Problem description
Tally the lines in the records below that contain the word "hair". Reply with the number alone.

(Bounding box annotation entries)
○ ○ ○ ○ ○

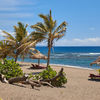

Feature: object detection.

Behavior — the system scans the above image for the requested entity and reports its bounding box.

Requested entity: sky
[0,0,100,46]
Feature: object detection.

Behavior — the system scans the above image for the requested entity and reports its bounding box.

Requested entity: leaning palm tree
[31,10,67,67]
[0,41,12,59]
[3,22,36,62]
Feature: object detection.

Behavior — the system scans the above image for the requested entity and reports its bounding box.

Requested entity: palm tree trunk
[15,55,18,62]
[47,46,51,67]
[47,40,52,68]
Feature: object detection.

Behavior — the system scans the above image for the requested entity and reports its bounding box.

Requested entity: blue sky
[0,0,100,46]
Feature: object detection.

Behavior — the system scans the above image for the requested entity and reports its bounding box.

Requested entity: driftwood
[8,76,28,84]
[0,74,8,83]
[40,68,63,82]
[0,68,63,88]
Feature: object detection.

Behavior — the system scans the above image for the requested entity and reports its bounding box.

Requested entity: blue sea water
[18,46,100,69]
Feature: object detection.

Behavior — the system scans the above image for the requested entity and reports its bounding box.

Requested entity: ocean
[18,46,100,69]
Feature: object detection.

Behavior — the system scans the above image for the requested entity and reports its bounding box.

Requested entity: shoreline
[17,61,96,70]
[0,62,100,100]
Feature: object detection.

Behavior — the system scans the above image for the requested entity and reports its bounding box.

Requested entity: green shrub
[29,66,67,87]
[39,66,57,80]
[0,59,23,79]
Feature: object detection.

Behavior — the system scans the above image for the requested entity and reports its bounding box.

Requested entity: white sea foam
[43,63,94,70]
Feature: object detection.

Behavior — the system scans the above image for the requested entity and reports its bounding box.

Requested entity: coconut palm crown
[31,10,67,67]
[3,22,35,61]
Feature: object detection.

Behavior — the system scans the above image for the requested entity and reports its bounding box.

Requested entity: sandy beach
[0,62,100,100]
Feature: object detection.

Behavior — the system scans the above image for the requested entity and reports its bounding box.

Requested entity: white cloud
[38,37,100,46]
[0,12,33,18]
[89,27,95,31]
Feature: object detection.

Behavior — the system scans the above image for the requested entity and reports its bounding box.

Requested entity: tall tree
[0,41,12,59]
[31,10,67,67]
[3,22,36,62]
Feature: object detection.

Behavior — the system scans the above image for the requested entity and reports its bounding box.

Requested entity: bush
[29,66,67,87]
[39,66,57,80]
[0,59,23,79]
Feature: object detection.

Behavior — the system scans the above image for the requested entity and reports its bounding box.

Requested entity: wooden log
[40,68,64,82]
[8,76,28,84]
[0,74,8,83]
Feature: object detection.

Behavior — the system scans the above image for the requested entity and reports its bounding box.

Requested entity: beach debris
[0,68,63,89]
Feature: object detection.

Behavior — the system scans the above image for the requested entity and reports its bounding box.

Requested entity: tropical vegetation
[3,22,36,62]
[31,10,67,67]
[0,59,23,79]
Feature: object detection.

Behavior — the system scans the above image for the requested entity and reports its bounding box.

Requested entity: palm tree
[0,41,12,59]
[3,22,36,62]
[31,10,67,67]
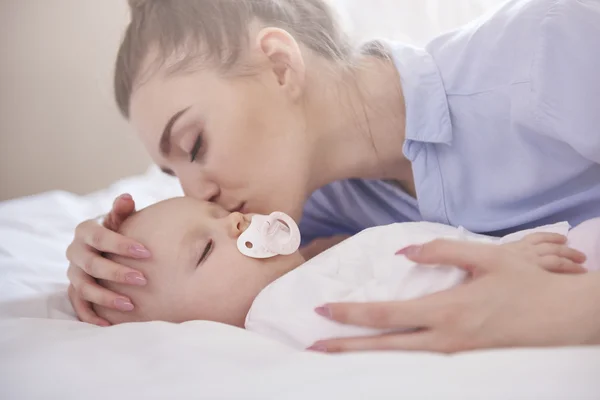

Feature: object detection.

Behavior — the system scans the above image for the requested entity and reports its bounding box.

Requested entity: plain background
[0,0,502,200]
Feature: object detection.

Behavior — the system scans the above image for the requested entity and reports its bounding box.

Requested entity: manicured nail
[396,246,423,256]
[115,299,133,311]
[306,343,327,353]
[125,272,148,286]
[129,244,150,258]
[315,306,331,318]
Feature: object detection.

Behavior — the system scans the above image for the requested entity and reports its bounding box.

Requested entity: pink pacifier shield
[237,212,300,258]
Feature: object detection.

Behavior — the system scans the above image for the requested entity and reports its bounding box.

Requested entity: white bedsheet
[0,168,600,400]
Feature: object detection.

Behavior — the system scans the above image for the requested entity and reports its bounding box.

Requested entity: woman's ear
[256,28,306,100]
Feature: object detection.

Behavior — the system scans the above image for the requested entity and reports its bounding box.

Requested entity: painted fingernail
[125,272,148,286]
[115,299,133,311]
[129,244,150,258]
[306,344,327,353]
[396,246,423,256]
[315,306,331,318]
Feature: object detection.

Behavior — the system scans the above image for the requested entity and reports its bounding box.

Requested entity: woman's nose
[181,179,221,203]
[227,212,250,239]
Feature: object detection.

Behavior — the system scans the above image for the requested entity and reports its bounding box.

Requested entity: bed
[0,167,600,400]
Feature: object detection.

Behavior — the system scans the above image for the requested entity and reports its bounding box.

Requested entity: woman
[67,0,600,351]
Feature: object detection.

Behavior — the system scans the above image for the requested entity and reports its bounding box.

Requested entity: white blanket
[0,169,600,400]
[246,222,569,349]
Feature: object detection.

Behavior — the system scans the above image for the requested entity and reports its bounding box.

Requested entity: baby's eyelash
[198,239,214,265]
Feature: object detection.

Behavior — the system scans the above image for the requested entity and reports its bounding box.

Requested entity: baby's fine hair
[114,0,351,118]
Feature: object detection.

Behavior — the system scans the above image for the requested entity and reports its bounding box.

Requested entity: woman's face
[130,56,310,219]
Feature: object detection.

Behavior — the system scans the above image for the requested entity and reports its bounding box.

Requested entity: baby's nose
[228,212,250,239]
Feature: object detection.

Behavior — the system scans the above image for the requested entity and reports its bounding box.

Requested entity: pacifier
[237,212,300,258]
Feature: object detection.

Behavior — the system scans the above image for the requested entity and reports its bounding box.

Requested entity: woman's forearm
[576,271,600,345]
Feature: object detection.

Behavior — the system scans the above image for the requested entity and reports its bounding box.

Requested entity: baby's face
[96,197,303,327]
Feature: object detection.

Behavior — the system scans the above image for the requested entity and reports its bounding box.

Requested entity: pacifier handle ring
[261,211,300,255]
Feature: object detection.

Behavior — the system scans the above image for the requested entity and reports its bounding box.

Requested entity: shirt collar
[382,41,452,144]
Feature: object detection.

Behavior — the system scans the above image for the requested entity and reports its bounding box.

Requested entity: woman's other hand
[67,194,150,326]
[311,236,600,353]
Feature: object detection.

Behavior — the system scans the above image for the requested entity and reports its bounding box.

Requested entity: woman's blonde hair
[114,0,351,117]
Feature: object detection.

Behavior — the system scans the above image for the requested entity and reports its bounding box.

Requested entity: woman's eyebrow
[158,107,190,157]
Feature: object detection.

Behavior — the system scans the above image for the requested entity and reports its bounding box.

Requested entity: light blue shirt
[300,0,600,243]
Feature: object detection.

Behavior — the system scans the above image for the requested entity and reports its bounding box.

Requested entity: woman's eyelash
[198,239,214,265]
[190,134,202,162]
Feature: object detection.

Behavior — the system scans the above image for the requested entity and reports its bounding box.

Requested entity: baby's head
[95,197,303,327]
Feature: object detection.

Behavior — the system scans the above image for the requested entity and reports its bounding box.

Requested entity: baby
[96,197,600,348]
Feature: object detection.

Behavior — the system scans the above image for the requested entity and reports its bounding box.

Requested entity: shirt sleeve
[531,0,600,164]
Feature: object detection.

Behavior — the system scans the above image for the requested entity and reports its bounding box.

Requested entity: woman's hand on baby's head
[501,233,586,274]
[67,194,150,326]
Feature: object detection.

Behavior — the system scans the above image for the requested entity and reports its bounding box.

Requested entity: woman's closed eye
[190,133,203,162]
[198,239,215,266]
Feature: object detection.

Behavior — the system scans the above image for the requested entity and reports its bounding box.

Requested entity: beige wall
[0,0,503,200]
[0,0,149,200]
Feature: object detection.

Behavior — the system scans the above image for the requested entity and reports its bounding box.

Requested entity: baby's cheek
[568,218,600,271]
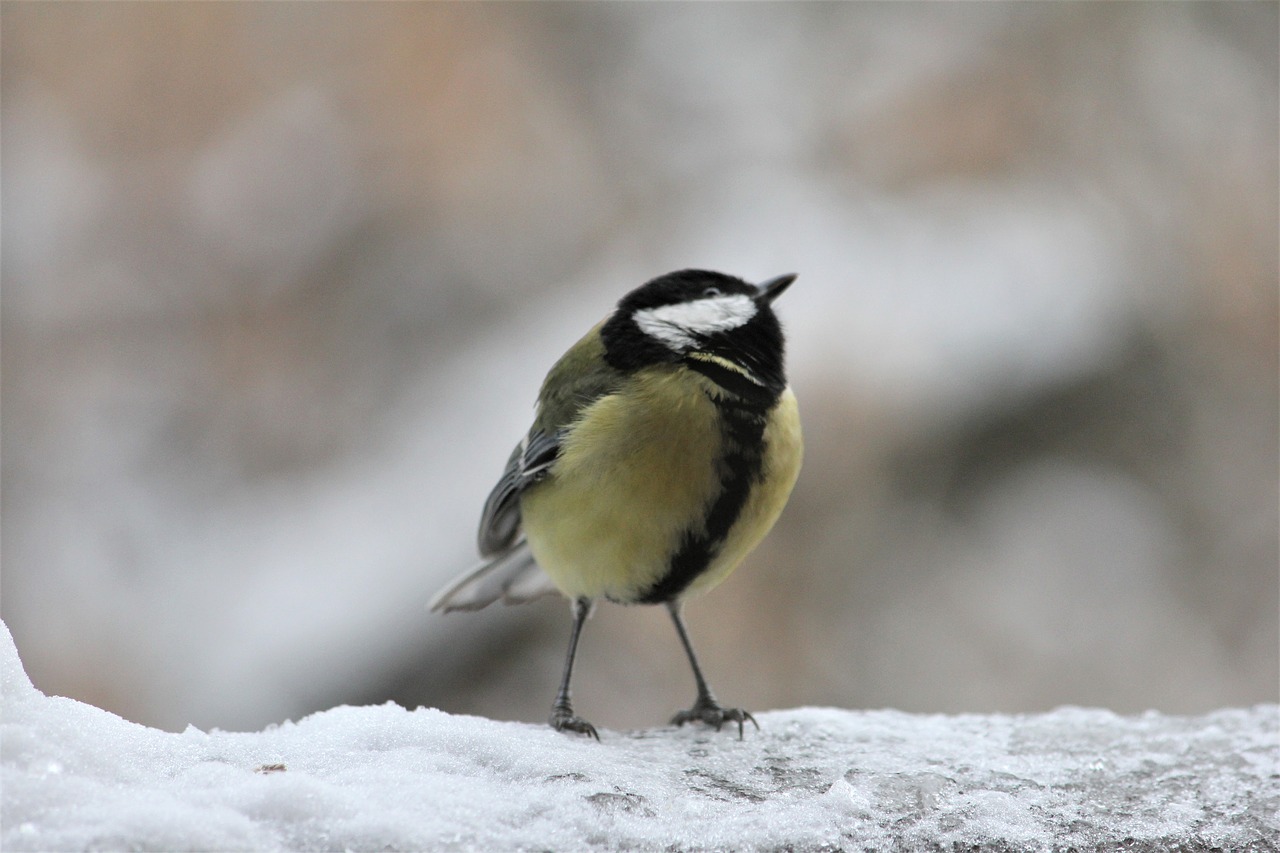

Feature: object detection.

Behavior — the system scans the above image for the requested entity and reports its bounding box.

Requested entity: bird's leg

○ ○ ○ ○ ○

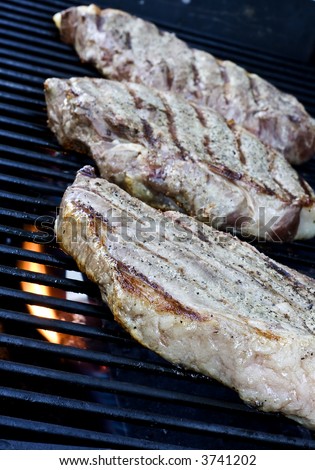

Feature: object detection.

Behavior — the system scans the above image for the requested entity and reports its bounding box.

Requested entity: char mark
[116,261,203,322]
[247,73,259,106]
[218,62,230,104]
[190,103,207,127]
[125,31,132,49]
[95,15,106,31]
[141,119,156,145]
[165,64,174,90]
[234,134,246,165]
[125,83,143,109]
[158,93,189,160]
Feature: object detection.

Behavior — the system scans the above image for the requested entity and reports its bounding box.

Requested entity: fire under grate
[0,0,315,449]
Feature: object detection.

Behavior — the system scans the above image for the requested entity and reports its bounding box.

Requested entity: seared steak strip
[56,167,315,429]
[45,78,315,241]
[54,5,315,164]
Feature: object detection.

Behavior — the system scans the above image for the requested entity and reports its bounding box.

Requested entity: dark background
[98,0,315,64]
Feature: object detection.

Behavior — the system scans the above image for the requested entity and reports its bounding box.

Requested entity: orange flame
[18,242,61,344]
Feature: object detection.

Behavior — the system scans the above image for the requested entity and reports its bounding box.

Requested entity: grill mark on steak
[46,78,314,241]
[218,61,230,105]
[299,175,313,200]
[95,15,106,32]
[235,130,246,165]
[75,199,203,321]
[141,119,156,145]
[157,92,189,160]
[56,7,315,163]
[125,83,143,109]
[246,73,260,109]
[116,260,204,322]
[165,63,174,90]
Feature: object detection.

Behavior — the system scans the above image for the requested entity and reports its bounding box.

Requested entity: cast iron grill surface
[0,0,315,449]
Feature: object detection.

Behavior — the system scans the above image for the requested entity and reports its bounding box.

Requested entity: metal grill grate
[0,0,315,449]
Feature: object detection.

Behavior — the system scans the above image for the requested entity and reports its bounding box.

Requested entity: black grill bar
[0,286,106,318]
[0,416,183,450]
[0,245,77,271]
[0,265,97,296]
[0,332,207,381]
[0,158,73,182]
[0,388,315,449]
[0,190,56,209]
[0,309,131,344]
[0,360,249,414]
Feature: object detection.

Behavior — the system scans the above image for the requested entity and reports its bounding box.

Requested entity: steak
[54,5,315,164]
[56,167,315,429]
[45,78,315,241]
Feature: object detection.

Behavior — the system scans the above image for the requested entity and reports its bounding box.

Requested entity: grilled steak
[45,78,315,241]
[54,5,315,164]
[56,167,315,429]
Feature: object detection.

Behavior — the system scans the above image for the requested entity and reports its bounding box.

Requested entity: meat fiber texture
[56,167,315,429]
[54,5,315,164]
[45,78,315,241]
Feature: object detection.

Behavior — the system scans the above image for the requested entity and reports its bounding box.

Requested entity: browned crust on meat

○ ○ ○ ○ ○

Output of the task
2